• TASK GOAL:
Continue the article about Joshua Stein's S+T+ARTS residency from where it stops.

• PROVIDED PASSAGE:
------------------------

A lived experience of what is there under your feet 

A conversation with Joshua Stein about the first phase of his S+T+ARTS residency. 

As the founder of Radical Craft, a research and design studio that combines architecture, art and urbanism, US-based artist Joshua Stein has spent his first few S+T+ARTS4WATER-months traveling back and forth to the Po Valley in Northern Italy. His objective is to look for evidence of UNESCO-monument architectural debris downstream as it mixes with effluent from local industries in the surrounding rice fields and rivers of Biélla. By doing so, he wants to raise the question of how we define cultural heritage. Does it lose standing when it disintegrates and leaves its original site? Does it include the undesirable byproducts of the desirable industries that make up a part of the regional cultural heritage?

------------------------

• RECORDS PROVIDED:
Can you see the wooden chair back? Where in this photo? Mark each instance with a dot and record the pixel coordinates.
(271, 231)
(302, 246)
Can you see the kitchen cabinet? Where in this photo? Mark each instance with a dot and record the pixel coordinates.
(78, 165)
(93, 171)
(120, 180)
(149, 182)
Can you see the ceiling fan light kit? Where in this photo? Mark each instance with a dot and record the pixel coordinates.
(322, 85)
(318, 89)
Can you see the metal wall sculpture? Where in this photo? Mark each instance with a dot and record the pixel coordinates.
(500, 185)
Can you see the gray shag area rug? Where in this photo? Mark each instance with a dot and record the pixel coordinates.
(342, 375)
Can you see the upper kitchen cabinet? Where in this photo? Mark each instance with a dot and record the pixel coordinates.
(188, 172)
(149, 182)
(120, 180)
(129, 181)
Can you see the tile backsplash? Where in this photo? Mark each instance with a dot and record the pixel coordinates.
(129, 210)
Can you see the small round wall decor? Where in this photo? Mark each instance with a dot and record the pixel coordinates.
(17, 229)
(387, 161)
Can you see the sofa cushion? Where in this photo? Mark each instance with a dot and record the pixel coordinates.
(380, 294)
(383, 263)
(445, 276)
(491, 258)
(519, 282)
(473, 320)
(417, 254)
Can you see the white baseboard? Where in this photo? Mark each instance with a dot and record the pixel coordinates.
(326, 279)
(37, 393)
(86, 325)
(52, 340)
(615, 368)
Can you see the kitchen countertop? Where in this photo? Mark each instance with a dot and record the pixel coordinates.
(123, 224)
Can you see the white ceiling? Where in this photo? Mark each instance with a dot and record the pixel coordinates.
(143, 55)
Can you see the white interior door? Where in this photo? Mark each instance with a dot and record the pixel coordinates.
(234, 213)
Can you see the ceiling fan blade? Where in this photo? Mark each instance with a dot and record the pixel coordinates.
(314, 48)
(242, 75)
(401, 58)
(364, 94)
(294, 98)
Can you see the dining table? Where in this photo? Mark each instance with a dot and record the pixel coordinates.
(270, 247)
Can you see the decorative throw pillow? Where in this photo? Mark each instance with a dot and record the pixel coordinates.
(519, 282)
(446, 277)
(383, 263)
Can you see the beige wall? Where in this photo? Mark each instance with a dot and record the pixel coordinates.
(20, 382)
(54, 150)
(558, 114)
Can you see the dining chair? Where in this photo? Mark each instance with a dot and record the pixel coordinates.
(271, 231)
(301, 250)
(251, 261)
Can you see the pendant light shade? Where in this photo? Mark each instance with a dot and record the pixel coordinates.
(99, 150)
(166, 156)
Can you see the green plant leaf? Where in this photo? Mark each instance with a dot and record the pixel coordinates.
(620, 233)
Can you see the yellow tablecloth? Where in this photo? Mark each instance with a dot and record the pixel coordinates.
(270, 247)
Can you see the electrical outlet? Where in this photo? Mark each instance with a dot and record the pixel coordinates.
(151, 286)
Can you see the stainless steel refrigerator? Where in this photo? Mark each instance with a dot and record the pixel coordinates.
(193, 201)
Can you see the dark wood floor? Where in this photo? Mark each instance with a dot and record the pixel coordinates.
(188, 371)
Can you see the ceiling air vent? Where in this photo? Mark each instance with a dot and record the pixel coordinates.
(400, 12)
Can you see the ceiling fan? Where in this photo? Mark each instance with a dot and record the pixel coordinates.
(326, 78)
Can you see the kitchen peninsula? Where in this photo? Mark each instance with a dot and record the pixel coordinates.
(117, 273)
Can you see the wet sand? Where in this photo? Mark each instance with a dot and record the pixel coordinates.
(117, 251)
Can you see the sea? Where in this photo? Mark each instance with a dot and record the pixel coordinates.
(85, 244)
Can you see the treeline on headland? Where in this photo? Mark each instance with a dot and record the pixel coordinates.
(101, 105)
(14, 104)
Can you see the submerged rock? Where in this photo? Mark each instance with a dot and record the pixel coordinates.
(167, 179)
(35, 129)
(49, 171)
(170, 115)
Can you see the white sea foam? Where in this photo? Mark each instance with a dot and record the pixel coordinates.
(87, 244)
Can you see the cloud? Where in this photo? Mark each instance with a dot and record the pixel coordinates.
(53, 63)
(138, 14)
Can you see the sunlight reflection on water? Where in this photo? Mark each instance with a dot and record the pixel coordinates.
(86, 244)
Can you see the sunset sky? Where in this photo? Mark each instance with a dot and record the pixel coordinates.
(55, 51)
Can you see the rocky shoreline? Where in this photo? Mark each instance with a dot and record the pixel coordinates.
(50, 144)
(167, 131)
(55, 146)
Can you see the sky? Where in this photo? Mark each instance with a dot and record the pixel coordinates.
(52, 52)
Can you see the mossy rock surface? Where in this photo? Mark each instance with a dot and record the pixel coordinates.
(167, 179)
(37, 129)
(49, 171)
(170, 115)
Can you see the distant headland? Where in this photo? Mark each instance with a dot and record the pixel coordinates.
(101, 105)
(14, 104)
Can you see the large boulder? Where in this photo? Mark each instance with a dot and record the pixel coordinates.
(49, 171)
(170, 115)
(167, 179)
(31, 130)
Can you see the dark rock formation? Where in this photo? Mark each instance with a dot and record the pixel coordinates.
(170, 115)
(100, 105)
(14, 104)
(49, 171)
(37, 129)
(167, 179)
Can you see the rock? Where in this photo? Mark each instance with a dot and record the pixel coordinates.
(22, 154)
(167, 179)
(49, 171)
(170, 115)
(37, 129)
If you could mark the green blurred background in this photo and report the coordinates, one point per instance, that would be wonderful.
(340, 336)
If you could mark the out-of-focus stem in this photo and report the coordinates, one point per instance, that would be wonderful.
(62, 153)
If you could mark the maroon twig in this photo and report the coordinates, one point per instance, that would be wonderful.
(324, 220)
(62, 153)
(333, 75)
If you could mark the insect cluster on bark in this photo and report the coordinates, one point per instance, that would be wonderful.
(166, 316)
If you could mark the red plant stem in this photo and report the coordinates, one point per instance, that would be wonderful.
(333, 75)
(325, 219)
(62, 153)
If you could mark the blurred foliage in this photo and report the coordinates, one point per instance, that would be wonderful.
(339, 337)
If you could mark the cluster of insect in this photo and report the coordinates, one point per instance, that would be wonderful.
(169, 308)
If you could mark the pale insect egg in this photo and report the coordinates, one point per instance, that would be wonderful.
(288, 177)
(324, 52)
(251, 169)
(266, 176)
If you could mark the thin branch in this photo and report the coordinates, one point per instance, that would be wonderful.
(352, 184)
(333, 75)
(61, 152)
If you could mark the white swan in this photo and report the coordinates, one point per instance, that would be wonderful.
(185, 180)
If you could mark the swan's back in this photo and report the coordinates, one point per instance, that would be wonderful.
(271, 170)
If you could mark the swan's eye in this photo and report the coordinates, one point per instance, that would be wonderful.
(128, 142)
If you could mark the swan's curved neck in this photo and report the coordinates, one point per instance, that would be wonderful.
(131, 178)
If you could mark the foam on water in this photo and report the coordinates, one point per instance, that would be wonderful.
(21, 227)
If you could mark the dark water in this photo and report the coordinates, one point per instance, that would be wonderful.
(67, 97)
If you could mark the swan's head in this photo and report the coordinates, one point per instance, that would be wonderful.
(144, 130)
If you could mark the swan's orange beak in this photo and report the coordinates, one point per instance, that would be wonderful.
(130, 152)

------------------------

• ANSWER TO THIS PROBLEM:
Considering the developmental phase of his project, Joshua has spent two weeks in Italy to meet up with potential collaborators and representatives of his host institution Fondazione Pistoletto. “The host institutions are more than facilitators, in a good way. They let me have my say as an artist, but at the same time they have a lot of expertise. I feel like we’re all trying to do the same thing, it feels healthy.” 

Besides working together with the official institutes of collaborators as assigned by S+T+ARTS, Joshua has also met many local experts that provided him with a lot of information about the valleys surrounding Biélla. There was Danilo for example, the head archivist of the regional archives, who showed him a set of different chemical composition samples of wool dye from the late 1800s, which may still exist in the landscapes and the bodies of people surrounding the Po Valley. Or Andrea, whose family runs a rice farm and who is trained in both marketing and gastronomy. He taught Joshua a lot about the ecosystem of all the family-run businesses around the Canale Cavour, an 85 km long artificial canal that is essential for the valley’s rice cultivation.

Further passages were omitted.